START

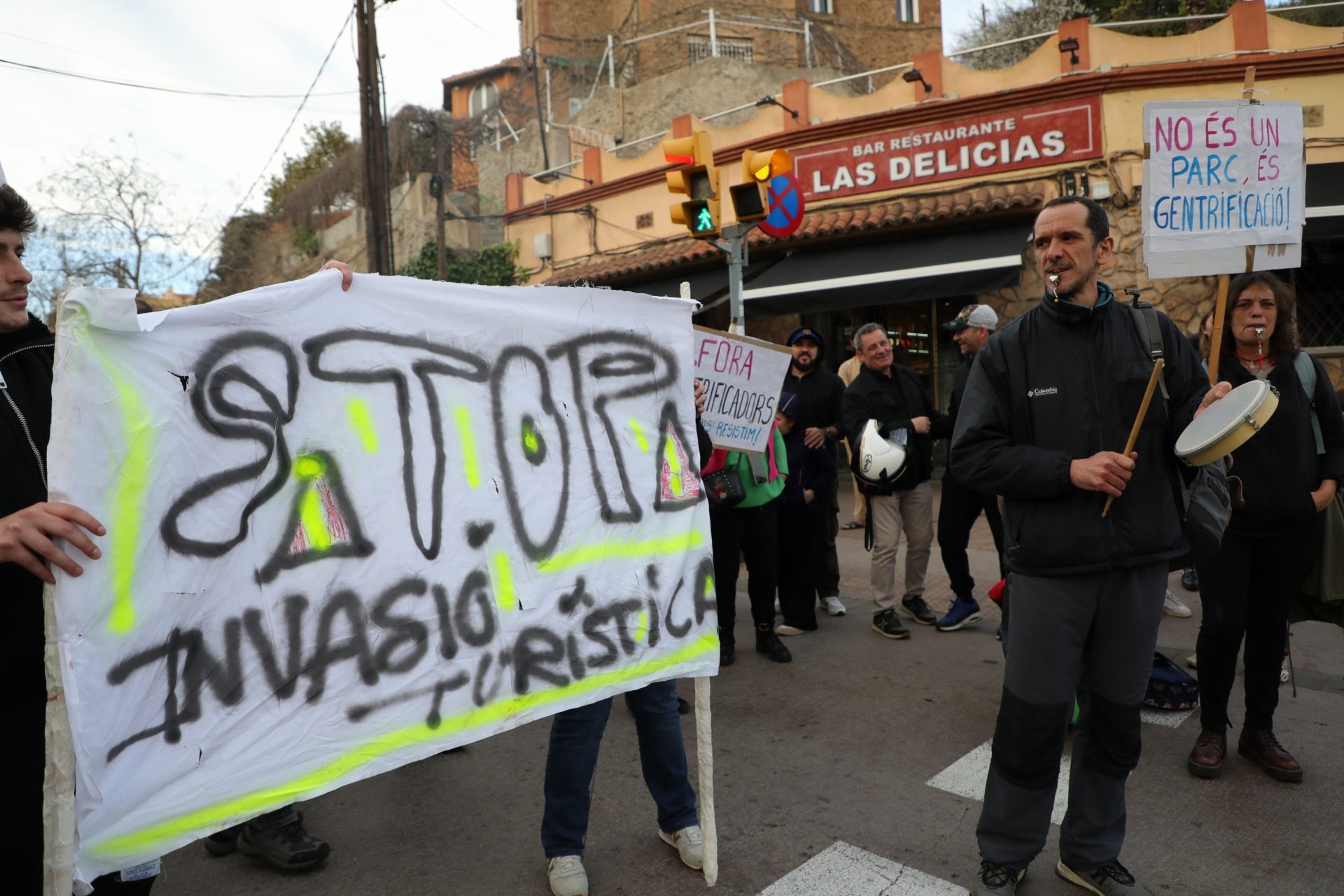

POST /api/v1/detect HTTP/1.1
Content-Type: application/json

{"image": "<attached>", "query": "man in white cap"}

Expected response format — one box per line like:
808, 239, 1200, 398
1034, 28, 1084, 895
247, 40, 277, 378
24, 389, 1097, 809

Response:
935, 305, 1004, 631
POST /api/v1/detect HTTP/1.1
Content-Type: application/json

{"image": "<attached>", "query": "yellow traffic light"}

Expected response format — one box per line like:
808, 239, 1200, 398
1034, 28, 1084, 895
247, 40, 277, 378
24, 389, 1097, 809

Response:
742, 149, 793, 184
663, 130, 719, 237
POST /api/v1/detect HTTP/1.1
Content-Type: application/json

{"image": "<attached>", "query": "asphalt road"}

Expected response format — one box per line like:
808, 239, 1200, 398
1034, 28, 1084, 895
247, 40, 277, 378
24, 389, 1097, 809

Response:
155, 490, 1344, 896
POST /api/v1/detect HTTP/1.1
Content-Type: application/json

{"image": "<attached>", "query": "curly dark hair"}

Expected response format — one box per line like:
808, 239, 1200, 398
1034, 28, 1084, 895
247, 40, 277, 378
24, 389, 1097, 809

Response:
1218, 272, 1301, 367
0, 184, 38, 237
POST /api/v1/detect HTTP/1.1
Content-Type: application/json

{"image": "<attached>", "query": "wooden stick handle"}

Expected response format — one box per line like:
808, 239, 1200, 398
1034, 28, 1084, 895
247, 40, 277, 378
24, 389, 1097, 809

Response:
1100, 357, 1166, 520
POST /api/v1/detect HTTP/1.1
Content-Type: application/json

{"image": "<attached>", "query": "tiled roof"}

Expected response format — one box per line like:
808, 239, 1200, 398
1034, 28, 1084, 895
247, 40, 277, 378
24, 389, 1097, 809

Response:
545, 180, 1054, 285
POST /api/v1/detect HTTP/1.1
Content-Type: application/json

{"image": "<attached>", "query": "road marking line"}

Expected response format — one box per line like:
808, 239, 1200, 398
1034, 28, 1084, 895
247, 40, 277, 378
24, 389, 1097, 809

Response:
925, 740, 1072, 825
761, 841, 966, 896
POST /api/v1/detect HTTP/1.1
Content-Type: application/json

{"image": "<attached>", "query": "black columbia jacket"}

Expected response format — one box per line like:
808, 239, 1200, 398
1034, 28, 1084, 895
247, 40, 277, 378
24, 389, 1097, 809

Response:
950, 291, 1208, 575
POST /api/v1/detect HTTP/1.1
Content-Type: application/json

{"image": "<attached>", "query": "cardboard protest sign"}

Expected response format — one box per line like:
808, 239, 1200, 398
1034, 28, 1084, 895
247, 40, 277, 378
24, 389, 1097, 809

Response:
1142, 99, 1306, 276
48, 272, 718, 881
692, 326, 793, 451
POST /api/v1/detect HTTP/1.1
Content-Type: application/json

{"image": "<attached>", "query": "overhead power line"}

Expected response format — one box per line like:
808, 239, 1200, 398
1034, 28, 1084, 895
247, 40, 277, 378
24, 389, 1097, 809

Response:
0, 54, 359, 101
159, 7, 355, 287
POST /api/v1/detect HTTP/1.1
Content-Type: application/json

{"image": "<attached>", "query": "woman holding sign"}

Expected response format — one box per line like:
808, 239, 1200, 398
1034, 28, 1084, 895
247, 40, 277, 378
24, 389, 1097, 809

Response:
1185, 273, 1344, 780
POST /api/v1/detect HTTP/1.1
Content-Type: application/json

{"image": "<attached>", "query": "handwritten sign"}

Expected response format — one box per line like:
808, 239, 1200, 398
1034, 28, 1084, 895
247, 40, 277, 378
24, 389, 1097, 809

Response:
50, 273, 715, 881
1144, 99, 1306, 276
692, 326, 793, 451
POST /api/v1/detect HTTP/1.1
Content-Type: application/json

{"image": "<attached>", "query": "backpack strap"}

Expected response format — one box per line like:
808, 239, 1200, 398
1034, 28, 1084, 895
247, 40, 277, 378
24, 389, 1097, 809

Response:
1293, 351, 1325, 454
1129, 295, 1170, 400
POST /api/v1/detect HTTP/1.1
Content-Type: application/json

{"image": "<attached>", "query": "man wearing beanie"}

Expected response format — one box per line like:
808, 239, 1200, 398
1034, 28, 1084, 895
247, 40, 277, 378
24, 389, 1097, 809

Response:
937, 305, 1004, 631
782, 326, 844, 617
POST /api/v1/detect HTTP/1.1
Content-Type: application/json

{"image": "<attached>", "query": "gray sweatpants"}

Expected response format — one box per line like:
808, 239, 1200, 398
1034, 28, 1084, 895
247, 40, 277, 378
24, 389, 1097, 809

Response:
976, 563, 1167, 869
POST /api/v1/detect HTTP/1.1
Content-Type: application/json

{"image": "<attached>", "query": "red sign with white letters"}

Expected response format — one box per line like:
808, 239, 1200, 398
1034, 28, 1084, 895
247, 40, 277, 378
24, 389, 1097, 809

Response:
792, 97, 1102, 203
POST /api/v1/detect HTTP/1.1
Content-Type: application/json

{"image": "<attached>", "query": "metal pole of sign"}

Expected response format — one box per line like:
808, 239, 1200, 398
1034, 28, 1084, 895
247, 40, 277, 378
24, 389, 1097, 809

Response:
714, 224, 755, 336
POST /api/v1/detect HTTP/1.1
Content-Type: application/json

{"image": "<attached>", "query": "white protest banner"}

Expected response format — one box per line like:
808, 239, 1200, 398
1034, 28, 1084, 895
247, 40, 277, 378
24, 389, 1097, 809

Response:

END

To do:
Please put the lines of the listing above, from its start through the line containing "935, 305, 1004, 631" inclusive, into a numbered list with blank lines omitted. Leave the pictures out of your answer.

Worked solution:
1. POST /api/v1/detect HTTP/1.1
2. Content-Type: application/json
3. {"image": "<attached>", "query": "man in white cap"}
4. Expected response format — one box per line like:
5. 808, 239, 1200, 398
6. 1034, 28, 1084, 895
7. 247, 40, 277, 378
8. 24, 389, 1097, 809
9. Response:
10. 935, 305, 1004, 631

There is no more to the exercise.